RECORDS FOR THE EXERCISE
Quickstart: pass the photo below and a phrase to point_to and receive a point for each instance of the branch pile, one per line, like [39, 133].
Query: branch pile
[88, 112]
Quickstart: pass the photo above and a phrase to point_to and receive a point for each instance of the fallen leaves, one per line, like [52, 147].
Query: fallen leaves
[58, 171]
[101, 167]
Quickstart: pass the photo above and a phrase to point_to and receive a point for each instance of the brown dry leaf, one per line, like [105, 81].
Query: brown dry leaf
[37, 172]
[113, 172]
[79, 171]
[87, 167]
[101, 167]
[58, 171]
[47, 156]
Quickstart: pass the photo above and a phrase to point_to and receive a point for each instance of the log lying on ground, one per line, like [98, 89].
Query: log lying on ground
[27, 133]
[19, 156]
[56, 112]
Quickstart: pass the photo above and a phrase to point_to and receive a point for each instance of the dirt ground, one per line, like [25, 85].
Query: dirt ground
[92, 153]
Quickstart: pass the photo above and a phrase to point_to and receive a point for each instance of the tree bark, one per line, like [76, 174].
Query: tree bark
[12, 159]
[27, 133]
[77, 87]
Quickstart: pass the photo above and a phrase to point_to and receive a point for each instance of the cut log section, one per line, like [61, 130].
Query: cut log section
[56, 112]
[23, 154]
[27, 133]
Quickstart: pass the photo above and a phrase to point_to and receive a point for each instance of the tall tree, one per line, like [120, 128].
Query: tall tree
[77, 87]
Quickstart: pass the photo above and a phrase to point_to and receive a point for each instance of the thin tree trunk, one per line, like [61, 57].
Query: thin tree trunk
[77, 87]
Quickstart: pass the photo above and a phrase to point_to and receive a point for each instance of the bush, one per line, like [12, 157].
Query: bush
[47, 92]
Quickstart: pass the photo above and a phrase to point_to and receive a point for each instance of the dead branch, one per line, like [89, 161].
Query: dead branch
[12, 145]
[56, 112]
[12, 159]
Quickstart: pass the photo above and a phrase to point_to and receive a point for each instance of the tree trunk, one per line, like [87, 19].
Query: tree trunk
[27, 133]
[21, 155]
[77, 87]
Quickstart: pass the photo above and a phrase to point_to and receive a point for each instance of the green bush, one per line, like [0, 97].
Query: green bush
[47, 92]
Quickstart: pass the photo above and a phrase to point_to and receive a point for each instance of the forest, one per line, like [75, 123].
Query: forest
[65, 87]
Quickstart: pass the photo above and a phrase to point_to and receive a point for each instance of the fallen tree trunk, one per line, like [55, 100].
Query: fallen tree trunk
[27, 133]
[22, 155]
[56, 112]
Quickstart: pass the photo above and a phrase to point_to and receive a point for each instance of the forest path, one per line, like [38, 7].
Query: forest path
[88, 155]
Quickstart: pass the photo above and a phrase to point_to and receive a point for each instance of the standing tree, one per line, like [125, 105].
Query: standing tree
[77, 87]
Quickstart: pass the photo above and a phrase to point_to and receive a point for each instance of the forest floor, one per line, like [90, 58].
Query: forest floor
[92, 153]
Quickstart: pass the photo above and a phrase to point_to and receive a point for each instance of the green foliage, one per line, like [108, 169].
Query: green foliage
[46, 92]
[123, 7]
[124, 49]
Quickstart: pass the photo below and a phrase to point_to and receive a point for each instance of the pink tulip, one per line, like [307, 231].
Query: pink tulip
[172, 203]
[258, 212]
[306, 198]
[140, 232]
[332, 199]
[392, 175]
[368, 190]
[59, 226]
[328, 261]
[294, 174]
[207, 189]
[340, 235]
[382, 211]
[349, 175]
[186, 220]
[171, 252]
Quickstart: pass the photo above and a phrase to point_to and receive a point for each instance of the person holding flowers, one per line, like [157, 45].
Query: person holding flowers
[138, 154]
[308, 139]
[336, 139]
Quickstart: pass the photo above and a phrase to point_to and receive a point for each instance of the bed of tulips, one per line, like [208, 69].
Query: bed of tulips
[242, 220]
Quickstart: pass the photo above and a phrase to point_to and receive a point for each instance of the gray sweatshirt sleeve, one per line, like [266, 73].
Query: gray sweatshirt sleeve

EXERCISE DESCRIPTION
Write the listing out again, word for word.

SOLUTION TO THE PROBLEM
Quickstart: pass the photo below and a phrase to point_to and receive a point for each instance of the branch pile, one per line, like [39, 133].
Query: branch pile
[88, 112]
Quickstart: pass the photo above and a phrase to point_to and receive a point for each instance of the fallen leaves, one per line, like [52, 147].
Query: fallen leaves
[58, 171]
[101, 167]
Quickstart: pass the photo above and a phrase to point_to and receive a point for each instance of the brown dry leaf, one per line, like [105, 81].
Query: brown dry leaf
[37, 172]
[113, 172]
[79, 171]
[87, 167]
[101, 167]
[58, 171]
[47, 156]
Quickstart: pass the photo above and a phrase to point_to and receive a point for each instance of the log lying on ground, one per line, like [98, 89].
Query: log lying on ground
[27, 133]
[19, 156]
[56, 112]
Quickstart: pass the photo above and a phrase to point_to and receive a point for each instance of the dirt ground, one per line, like [25, 85].
Query: dirt ground
[92, 153]
Quickstart: pass the photo above and a phrase to point_to and receive a point for each instance of the tree bark, one per line, like [76, 174].
Query: tree bark
[12, 159]
[27, 133]
[77, 87]
Quickstart: pass the photo above and a phrase to point_to and receive a point for each instance of the cut log section, one per line, like [61, 130].
Query: cut log section
[56, 112]
[23, 154]
[27, 133]
Quickstart: pass the photo above and a phrase to point_to and receive a point for each instance of the tall tree, one per line, like [120, 128].
Query: tall tree
[77, 87]
Quickstart: pass the photo above and a phrase to point_to and receive a point for each instance of the thin tree trunk, one per line, like [61, 57].
Query: thin tree trunk
[77, 87]
Quickstart: pass the photo above and a phrase to point_to and receive a point for each instance of the bush, one per line, like [12, 157].
Query: bush
[47, 92]
Quickstart: pass the photo above and a phrase to point_to and receive a point for each instance of the dead branch, one per line, like [89, 161].
Query: dead branch
[12, 145]
[56, 112]
[12, 159]
Quickstart: pass the photo above and a phrase to point_to and receive a point for each instance of the tree trunk, one per line, like [87, 19].
Query: tree trunk
[27, 133]
[21, 155]
[77, 87]
Quickstart: pass the photo above and a phrase to point_to and receive a point for each instance of the green bush, one per line, like [0, 97].
Query: green bush
[47, 92]
Quickstart: pass the photo above and a phrase to point_to and receive a point for each instance of the forest, one per line, like [75, 123].
Query: forest
[65, 87]
Quickstart: pass the photo above and a phrase to point_to and receive a point for each instance of the fallen tree trunk, one per line, like [55, 100].
Query: fallen tree trunk
[27, 133]
[22, 155]
[56, 112]
Quickstart: pass the photo above and a phrase to point_to and receive a point for each instance of the forest path, one per line, like [38, 7].
Query: forest path
[88, 155]
Quickstart: pass the photo above and a phrase to point_to and receive a point for each instance of the standing tree, one per line, like [125, 105].
Query: standing tree
[77, 87]
Quickstart: pass the photo above and a phrase to point_to and receive a point for each instance of the forest floor, one per line, like [90, 58].
Query: forest floor
[92, 153]
Quickstart: pass the photo above and a phrase to point_to and receive a point for each instance of the green foliage, one per line, like [108, 169].
Query: green foliage
[46, 92]
[123, 7]
[124, 49]
Quickstart: pass the photo below and a phrase to point_to and receive a point for each instance of the pink tulip, one per line, like [307, 231].
Query: pink tulip
[172, 203]
[258, 212]
[306, 198]
[140, 232]
[332, 199]
[392, 175]
[368, 190]
[59, 226]
[328, 261]
[294, 174]
[207, 189]
[340, 235]
[382, 211]
[349, 175]
[186, 220]
[171, 252]
Quickstart: pass the photo above and a phrase to point_to and receive a point for each instance of the person holding flowers, one per line, like [157, 45].
Query: person holding flowers
[138, 154]
[308, 139]
[336, 139]
Quickstart: pass the photo above and a phrase to point_to and receive a point for each instance of the bed of tulips, one per line, like [208, 69].
Query: bed of tulips
[242, 220]
Quickstart: pass the photo above and a phrase to point_to and receive a point for each instance of the gray sweatshirt sleeve, one per line, like [266, 73].
Query: gray sweatshirt sleeve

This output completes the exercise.